=== INPUT ===
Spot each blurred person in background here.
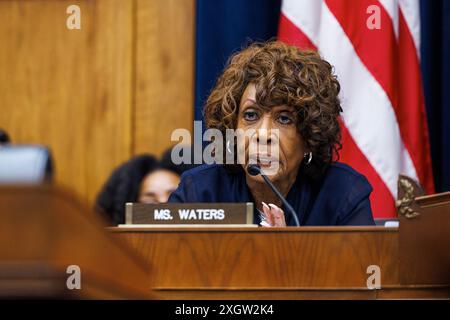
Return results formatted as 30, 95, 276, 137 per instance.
95, 148, 199, 225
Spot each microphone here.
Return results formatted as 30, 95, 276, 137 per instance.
247, 164, 300, 227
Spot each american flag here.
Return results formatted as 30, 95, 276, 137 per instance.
278, 0, 434, 218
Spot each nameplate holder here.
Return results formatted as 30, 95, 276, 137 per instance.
125, 202, 253, 226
===
EXERCISE AIM:
Reproduce every one of the rows above word for word, leaving out the picture.

EXERCISE RESULT:
Spot each blurred person in background here.
Return results formatted as 30, 95, 276, 137 per instance.
95, 148, 199, 225
Spot each microphone here.
Return results formatted as 30, 95, 276, 137 per instance.
247, 164, 300, 227
Spot each american flag here.
Return results formatted as 30, 95, 276, 137 per instance.
278, 0, 434, 218
Spot each nameplate holder here.
Return results formatted as 30, 95, 276, 137 per instance.
125, 202, 253, 226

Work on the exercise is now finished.